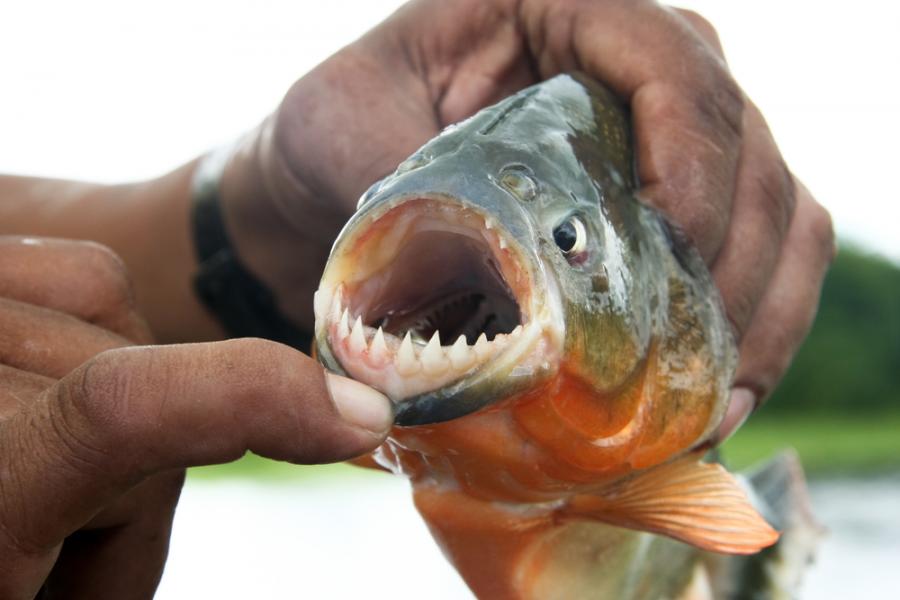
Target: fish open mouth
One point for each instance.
(424, 295)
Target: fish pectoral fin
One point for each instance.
(697, 503)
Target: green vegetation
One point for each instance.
(827, 444)
(839, 404)
(850, 364)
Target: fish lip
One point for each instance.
(471, 391)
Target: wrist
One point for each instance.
(277, 227)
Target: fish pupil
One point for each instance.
(565, 236)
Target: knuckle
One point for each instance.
(96, 407)
(720, 102)
(110, 283)
(701, 25)
(778, 196)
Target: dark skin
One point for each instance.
(97, 426)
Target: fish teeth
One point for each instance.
(406, 362)
(433, 360)
(344, 324)
(322, 302)
(357, 337)
(378, 348)
(461, 355)
(482, 347)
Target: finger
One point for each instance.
(133, 412)
(102, 562)
(687, 109)
(47, 342)
(19, 388)
(82, 279)
(763, 207)
(704, 29)
(789, 306)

■ ■ ■ ■ ■ ■ ■

**Problem:** From the line containing "Target: green vegetation" through the last line of the records, output each line exactly and nothing more.

**Solution:**
Target: green vegetation
One point for each instance.
(827, 444)
(839, 404)
(850, 364)
Target: fish lip
One point for each instance.
(471, 391)
Target: wrist
One point for each instance.
(277, 227)
Target: fish pupil
One point for each instance.
(565, 236)
Target: knuckle
One point for each instance.
(96, 407)
(720, 102)
(110, 283)
(701, 25)
(778, 196)
Target: dark skin
One point for each instance.
(97, 426)
Target: fish teeth
One point for each instance.
(406, 362)
(433, 360)
(344, 324)
(322, 302)
(357, 337)
(378, 348)
(461, 355)
(482, 347)
Target: finger
One point for each instance.
(133, 412)
(102, 562)
(687, 109)
(47, 342)
(19, 388)
(82, 279)
(763, 207)
(704, 29)
(789, 306)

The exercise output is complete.